§ Brief A:
Summarize the relay page in two sentences.
§ Brief B:
Condense the paragraph of the relay page beginning "The men's 4 × 100 metre freestyle relay" into one shorter sentence that keeps its main facts.

- Venue: Olympic Aquatics Stadium
- Dates: 15 September 2016
- Competitors: from 7 nations

Medalists
- 1st place, gold medalist(s):  / Ukraine (UKR)
- 2nd place, silver medalist(s):  / Brazil (BRA)
- 3rd place, bronze medalist(s):  / China (CHN)

= Swimming at the 2016 Summer Paralympics – Men's 4 × 100 metre freestyle relay 34pts =

The men's 4 × 100 metre freestyle relay - 34 points swimming events for the 2016 Summer Paralympics took place at the Rio Olympic Stadium on 15 September 2016.

§ Raw data:

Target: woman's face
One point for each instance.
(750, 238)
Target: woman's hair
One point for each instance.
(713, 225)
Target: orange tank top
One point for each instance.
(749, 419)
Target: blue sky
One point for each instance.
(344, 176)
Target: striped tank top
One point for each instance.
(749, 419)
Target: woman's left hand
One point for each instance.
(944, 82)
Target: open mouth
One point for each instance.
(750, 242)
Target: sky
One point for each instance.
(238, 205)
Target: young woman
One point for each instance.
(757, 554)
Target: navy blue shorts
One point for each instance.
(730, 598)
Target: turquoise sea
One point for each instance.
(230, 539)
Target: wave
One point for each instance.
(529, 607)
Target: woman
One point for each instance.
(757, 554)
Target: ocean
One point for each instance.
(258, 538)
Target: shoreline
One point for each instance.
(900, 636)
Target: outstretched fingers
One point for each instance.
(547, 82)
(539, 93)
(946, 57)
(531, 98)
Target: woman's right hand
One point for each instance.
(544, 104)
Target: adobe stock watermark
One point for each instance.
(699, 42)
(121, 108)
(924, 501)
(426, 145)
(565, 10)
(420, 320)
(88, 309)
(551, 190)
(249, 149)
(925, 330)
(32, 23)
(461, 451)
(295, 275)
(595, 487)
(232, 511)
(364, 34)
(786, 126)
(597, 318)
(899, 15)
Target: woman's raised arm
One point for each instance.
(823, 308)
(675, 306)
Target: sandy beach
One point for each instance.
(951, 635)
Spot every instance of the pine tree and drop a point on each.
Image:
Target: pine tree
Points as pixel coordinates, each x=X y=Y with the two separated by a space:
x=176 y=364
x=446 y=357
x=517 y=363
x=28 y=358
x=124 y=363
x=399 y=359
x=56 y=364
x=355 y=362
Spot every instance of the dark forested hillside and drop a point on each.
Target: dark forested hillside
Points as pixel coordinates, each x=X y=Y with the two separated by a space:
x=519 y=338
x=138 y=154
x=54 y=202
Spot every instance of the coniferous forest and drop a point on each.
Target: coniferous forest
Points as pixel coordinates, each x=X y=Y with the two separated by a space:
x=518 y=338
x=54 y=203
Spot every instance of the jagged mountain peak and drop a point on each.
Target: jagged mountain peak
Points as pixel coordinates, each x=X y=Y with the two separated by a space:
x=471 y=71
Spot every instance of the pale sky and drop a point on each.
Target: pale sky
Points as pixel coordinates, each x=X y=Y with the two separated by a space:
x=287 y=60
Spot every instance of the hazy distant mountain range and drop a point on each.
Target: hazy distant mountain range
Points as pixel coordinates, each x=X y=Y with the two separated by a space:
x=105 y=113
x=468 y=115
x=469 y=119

§ Reply A:
The men's 4 × 100 metre freestyle relay (34 points) swimming event of the 2016 Summer Paralympics took place on 15 September 2016, with competitors from 7 nations. Ukraine won gold, Brazil took silver, and China earned bronze.

§ Reply B:
The 2016 Summer Paralympics men's 4 × 100 metre freestyle relay (34 points) was held at the Rio Olympic Stadium on 15 September 2016.